__Supplied passage__.
>> START
Settled life had disadvantages. Farming settlements on fertile soils would generally not have access to metals, or leather, or even timber. They could only acquire these through trade with localities which were rich in the materials they needed. The excess produce of the land - grain, fruit, cattle - could be used to exchange for knives, leather, timber. As this trade increased, so paths between settlements became roads, and fords became bridges, and rivers became the canals down which timber and stone and grain and cattle could be transported in bulk.

Settled farming existence also brought a lapse in hunting skills. The farmers were engaged in creating fields, building irrigation systems, sowing and guarding and harvesting. Another task was to keep grazing animals, attracted by the abundant crops, off their farms. They built walls, ditches, hedges, fences. As every type of grazing animal attempted to invade their farms, the farmers enlisted all kinds of predators in their cause. Birds of prey, snakes, cats, and hunting dogs stood guard over their crops. They became valued members of human society, acting to curb insect and bird and rat predations. When, occasionally, there was not enough natural food to support these guards, humans actively fed them, to ensure they stayed resident.

Farming settlements did not require the iron military discipline of human hunting groups. Only occasionally, as at the harvest, did farmers need to work in concert.

The Nomadic Kings

While some human groups adopted a settled existence, the remainder continued a nomadic hunter-gatherer existence. But this existence became increasingly difficult, as nomadic hunting groups multiplied and began to dispute between each other over access to hunting grounds. And at the same time, the game on which they fed grew smaller and scarcer. The life of hunting, which had once been so easy, became more and more arduous and uncertain.

The rich farms which had begun to multiply, quite separately, in fertile river valleys, now began to attract their attention. Quite simply, there was an easier life to be had looting largely undefended farms and settlements, than continuing to hunt increasingly scarce game. As the hunters turned on these rich farmsteads, at the outset they probably merely looted and devastated them. The farmers, if they were not killed in the assault, would not have survived long on their devastated farms, which fell into complete ruin.

When the looted farms did not recover to produce harvests in following years, the nomadic hunters probably began to restrict their predations. They ceased to devastate the farms, murder the farmers, and take all their food, but instead began to leave sufficient stocks behind for the farmers to continue farming, and produce harvests in subsequent years, for collection by the hunters.

In effect, they forced the farmers to pay a tithe or a tax. In an annual cycle of nomadic movement, they would return each year to claim some portion of the harvest. And they were able to enforce the payment because it was they who possessed the hunting discipline and weaponry which converted into military power, while the farmers did not. Since the farms produced much more grain and fruit than the original uncultivated land, the farmers were generally able to pay what was - initially at least - a relatively low tax.

With farmsteads multiplying, and each one paying the tax, a new life beckoned for the nomadic hunters. With enough farms paying tax, they could abandon hunting, and live off their tithes alone. But they had to ensure that other nomadic hunters didn't come and demand taxes from their farms. They had to drive out anyone who tried. They had to jealously protect their newly acquired assets. Nomadic hunters thus became the first kings. They continued to hunt and chase, and to restlessly move their court from place to place, in royal progress. But they were now resident kings of tax-yielding farmlands.
>> END
__Data listing__.
>> START
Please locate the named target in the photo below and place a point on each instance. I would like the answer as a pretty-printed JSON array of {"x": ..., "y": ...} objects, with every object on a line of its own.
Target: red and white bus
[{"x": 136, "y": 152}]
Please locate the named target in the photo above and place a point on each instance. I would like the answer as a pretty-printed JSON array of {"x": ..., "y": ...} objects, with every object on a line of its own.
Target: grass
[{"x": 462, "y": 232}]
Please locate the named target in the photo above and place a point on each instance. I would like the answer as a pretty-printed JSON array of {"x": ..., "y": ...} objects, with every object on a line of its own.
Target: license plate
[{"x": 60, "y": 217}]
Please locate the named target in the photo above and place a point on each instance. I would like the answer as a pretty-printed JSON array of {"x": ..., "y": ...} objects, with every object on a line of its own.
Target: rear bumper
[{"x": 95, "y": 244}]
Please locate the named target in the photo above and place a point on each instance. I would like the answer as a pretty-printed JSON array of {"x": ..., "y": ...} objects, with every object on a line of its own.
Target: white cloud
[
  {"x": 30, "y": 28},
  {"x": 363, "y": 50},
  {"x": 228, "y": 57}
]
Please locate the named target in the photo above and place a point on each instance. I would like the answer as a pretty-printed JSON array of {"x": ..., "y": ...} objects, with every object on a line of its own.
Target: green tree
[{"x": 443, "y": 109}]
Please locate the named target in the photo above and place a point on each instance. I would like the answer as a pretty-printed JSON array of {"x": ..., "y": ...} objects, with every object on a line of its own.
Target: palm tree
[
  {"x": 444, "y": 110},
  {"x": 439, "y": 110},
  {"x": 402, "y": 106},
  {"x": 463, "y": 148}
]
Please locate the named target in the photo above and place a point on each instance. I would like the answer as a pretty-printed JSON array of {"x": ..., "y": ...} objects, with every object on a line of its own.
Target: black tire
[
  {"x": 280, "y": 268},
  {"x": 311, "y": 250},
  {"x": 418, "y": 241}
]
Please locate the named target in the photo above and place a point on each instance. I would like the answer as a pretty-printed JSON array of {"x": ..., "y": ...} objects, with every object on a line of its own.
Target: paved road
>> END
__Exercises__.
A. According to the passage on farming settlements and the nomadic kings, which predators stood guard over the farmers' crops?
B. Take the account of farming settlements and the nomadic kings further, starting immediately after its final sentence.

__Solved problems__.
A. Birds of prey, snakes, cats, and hunting dogs.

B.
The nomadic hunters, living off the natural bounty of uncultivated land, were probably seldom numerous. They were able to subdue larger numbers of farmers by dint of their superior weaponry, mobility, and discipline. But as farms increased in numbers, and were able to support far higher populations, sheer weight of numbers increasingly began to favour the peasant farmers against the minority armed aristocracy. If this did not result in the overthrow of the king, it at least translated into reduced taxation.

Empire

There were several ways in which such kings could improve their fortune. The first way was to increase the level of taxation. But this would only work up to the point where the more numerous farmers refused to pay, or openly revolted. The other way was to grab farmland from adjoining kingdoms. The more land they could hold, the larger the tax revenues of the king, and the larger the army he could maintain. And the larger the army that the king could muster, the easier it became to overrun adjoining kingdoms, and acquire still larger tax revenues. The expansion of kingdoms into empires had a self-feeding logic.

While such empires expanded, their aristocracy expanded in numbers, and junior members could hope to be promoted to seniority as time passed. But if the empire ceased to expand, or, worse still, contracted, then promotion ceased, and the numbers of the aristocracy decreased. In this eventuality, an internal power struggle began among the aristocracy, each trying to keep their privileges and status. This could lead to civil war within the aristocracy, and the breakup of the empire, and invasion by outside forces sensing an opportunity. Thus empires had to keep on expanding, or else disintegrate.

This made for more or less continuous war, and for the continuous development of military tactics and weaponry. The army with the latest weapons, and the newest tactics, and the strongest discipline, and the most astute generals, would triumph.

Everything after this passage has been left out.